Stored records -
---
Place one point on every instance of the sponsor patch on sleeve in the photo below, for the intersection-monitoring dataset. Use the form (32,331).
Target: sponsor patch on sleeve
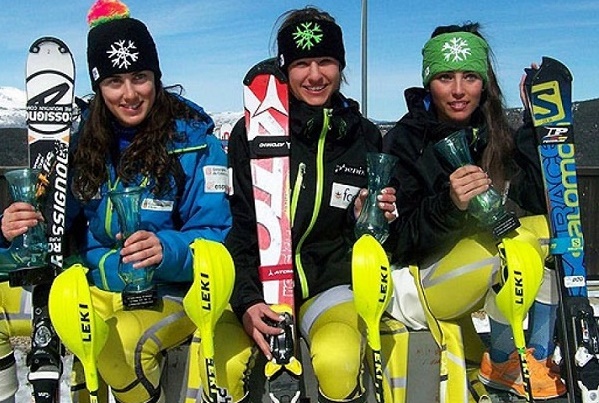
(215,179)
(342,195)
---
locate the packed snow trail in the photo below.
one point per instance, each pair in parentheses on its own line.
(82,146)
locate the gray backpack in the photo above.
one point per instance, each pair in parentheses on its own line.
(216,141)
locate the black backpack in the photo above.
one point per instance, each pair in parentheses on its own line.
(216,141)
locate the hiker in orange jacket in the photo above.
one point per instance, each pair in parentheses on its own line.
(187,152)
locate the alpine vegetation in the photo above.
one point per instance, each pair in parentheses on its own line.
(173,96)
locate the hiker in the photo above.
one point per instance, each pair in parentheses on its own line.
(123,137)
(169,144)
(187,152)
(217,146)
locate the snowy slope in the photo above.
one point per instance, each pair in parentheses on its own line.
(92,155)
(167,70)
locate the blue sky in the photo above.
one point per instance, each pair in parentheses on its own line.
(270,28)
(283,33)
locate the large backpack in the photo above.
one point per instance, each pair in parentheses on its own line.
---
Exercise prompt -
Show every line of the listing above that contains the string "hiker", copying each one in full. Case counts.

Response to this task -
locate the hiker in orange jacket in the photo above.
locate the hiker in the photo above.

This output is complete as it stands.